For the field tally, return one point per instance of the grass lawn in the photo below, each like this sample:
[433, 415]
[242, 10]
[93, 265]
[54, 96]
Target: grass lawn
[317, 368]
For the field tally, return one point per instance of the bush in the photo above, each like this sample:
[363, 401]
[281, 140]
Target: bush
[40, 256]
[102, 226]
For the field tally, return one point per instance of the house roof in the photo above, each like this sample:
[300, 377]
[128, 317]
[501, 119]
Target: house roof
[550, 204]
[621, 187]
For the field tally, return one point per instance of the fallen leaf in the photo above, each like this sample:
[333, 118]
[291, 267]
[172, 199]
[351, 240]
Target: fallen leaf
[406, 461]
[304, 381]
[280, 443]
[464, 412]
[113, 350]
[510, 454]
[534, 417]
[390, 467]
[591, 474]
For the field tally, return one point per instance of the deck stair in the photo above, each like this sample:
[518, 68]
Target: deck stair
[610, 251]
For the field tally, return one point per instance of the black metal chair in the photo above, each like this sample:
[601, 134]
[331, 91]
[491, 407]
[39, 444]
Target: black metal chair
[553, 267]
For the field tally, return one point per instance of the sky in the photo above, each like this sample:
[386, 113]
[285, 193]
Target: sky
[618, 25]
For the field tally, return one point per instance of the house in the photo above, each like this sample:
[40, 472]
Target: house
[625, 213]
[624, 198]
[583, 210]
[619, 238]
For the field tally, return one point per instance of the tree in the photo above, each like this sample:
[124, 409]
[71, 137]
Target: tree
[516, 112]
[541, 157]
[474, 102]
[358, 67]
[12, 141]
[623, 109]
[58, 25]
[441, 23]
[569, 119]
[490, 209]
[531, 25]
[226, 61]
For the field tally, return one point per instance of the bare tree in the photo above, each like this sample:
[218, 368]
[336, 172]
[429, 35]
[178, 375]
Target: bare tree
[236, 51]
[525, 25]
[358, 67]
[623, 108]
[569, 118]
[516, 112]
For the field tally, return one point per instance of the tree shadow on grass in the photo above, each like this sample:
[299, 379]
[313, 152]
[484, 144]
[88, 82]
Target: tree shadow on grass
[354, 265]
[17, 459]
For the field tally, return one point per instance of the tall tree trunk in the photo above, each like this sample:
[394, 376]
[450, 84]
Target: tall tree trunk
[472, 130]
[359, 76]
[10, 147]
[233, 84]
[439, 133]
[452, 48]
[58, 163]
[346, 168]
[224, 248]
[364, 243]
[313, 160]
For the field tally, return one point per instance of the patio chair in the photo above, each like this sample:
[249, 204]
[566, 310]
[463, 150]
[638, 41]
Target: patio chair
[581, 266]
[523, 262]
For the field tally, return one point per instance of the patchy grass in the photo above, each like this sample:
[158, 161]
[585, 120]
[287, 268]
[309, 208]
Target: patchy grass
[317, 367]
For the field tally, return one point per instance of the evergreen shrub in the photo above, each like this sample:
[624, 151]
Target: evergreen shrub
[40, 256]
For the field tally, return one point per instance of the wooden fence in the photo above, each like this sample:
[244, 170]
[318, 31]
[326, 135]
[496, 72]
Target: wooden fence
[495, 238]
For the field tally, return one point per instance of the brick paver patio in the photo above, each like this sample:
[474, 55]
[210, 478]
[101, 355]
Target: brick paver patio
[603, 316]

• • •

**SHORT TASK:**
Go through the records above and set each one down exactly, please.

**PROBLEM SOLUTION:**
For the field tally, return one point per instance of the grass lawn in the photo below, each like this sample:
[433, 415]
[242, 10]
[93, 265]
[54, 96]
Target: grass lawn
[317, 368]
For the field tally, return one point per instance of the bush in the photo above, each like this sample:
[363, 401]
[281, 140]
Target: bush
[40, 256]
[102, 226]
For the field tally, return one point per instance of the house roof in the photo above, each like this sample:
[300, 377]
[128, 317]
[501, 119]
Target: house roof
[550, 204]
[621, 187]
For the field tally, return one point per instance of the fallen leaf in the photo above, each like this sample:
[333, 118]
[291, 267]
[172, 199]
[351, 240]
Target: fallen leaf
[406, 461]
[304, 381]
[280, 443]
[464, 412]
[113, 350]
[510, 454]
[534, 417]
[390, 467]
[591, 474]
For the field tally, return one point per instance of the deck stair in the photo above, each like this sample:
[518, 68]
Target: deck stair
[610, 251]
For the field tally, return one point per instance of the black metal chair in the photo above, each like this sample:
[601, 134]
[331, 91]
[491, 407]
[39, 444]
Target: black metal chair
[553, 267]
For the field tally, return one point per instance of the sky in the photo above, each like this sample:
[386, 113]
[285, 193]
Target: sky
[618, 25]
For the field tally, return one point per instance of the house in the photo above, each like this sample:
[40, 472]
Target: house
[625, 213]
[624, 198]
[583, 210]
[619, 238]
For the field tally, return one point per instance of the tree in the photo above, each like this sample:
[124, 409]
[71, 137]
Target: tree
[516, 112]
[541, 157]
[474, 102]
[358, 67]
[12, 141]
[623, 109]
[58, 25]
[441, 23]
[569, 119]
[490, 209]
[531, 25]
[226, 61]
For the field tally, return one point per instance of the bare tree in the photo above, each like this sample:
[218, 368]
[336, 172]
[429, 35]
[178, 375]
Target: bare tree
[236, 51]
[525, 25]
[358, 67]
[623, 108]
[569, 118]
[516, 112]
For the field tally, return one point per instance of the tree shadow on grass in the photo above, each like this sample:
[299, 379]
[313, 152]
[484, 144]
[88, 82]
Target: tree shadow on grass
[354, 265]
[17, 459]
For the field tally, return one point per instance of the tall tree trunk in the photo above, each like this sample:
[394, 376]
[450, 84]
Target: tall tree trunk
[472, 130]
[359, 76]
[10, 147]
[233, 84]
[439, 133]
[452, 48]
[58, 163]
[346, 168]
[224, 248]
[364, 243]
[313, 160]
For the field tally, return one point per instance of the patio chair in the photo above, each like this sample:
[249, 204]
[566, 310]
[463, 150]
[638, 41]
Target: patio chair
[581, 266]
[523, 262]
For the field tally, return one point per instance of the patchy grass in the photo above, each like this sample:
[158, 161]
[585, 120]
[287, 268]
[309, 208]
Target: patchy grass
[317, 367]
For the field tally, return one point per instance of the evergreen shrub in the photo above, each like this sample:
[624, 151]
Target: evergreen shrub
[40, 256]
For the field tally, return one point per instance of the wooden fence in the photo above, each like this sample:
[244, 170]
[318, 31]
[326, 135]
[496, 72]
Target: wooden fence
[495, 238]
For the field tally, return one point per instance of the brick paver patio in the photo above, each like this sample:
[474, 55]
[210, 478]
[101, 355]
Target: brick paver patio
[603, 316]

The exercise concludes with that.